Starting with the line that contains "Give the outline of every instance of the black", reproduce each line through the end of the entries exactly as written.

* _EXTRACTED DATA_:

--- --- ---

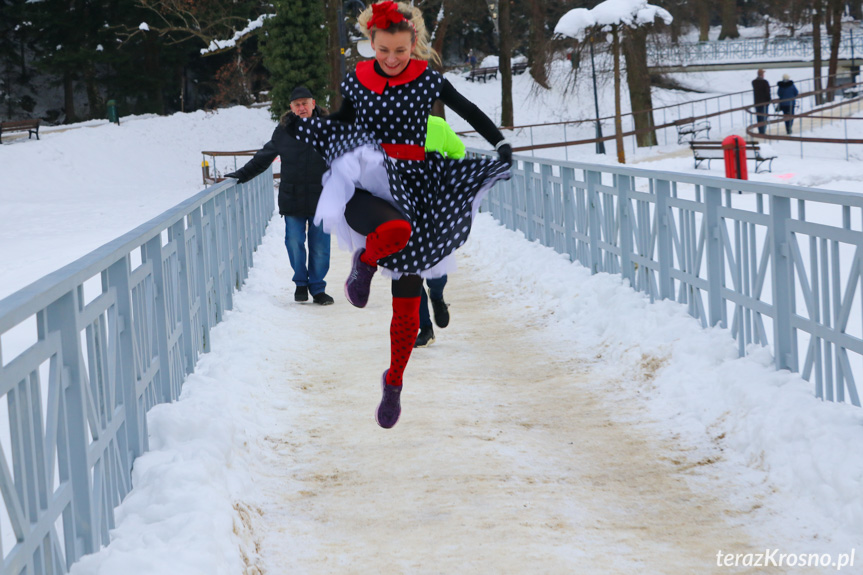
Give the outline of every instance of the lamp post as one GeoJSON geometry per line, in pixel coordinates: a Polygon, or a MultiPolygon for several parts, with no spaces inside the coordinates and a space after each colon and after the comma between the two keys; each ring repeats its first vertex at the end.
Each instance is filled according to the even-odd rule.
{"type": "Polygon", "coordinates": [[[590,68],[593,72],[593,104],[596,107],[596,153],[605,153],[605,142],[602,138],[602,126],[599,123],[599,96],[596,93],[596,63],[593,61],[593,34],[590,35],[590,68]]]}

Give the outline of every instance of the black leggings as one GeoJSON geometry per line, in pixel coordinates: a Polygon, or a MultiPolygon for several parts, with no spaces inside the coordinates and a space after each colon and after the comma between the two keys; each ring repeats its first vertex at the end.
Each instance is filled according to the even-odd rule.
{"type": "MultiPolygon", "coordinates": [[[[357,188],[345,206],[345,220],[357,233],[367,236],[385,222],[407,221],[407,218],[386,200],[357,188]]],[[[419,297],[422,286],[423,280],[419,275],[403,275],[393,280],[392,294],[393,297],[419,297]]]]}

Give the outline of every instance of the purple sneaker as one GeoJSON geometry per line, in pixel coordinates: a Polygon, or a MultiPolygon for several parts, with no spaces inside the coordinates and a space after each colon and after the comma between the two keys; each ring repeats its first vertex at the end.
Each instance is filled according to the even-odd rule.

--- --- ---

* _SOLUTION_:
Give the outline of every instance of the black leggings as one GeoJSON geometry per line, in pixel coordinates: a Polygon, or a MultiPolygon for several parts, with no spaces inside the coordinates and a space after each colon and after the comma between the two keys; each ring repeats its first vertex at the end.
Each instance is filled according to the even-odd rule.
{"type": "MultiPolygon", "coordinates": [[[[357,188],[345,206],[345,220],[357,233],[367,236],[385,222],[407,221],[407,218],[386,200],[357,188]]],[[[419,297],[422,286],[423,280],[419,275],[403,275],[393,280],[392,294],[393,297],[419,297]]]]}

Give the outline of every instance of the purple sneaker as one GeoJSON geometry per line, in pixel coordinates: a Polygon, or a MultiPolygon for several parts, with no spaces inside the coordinates and a space after each colon and after the comma between the two keys; each ring repeats its first vertex at the end.
Each instance is filled according to the even-odd rule.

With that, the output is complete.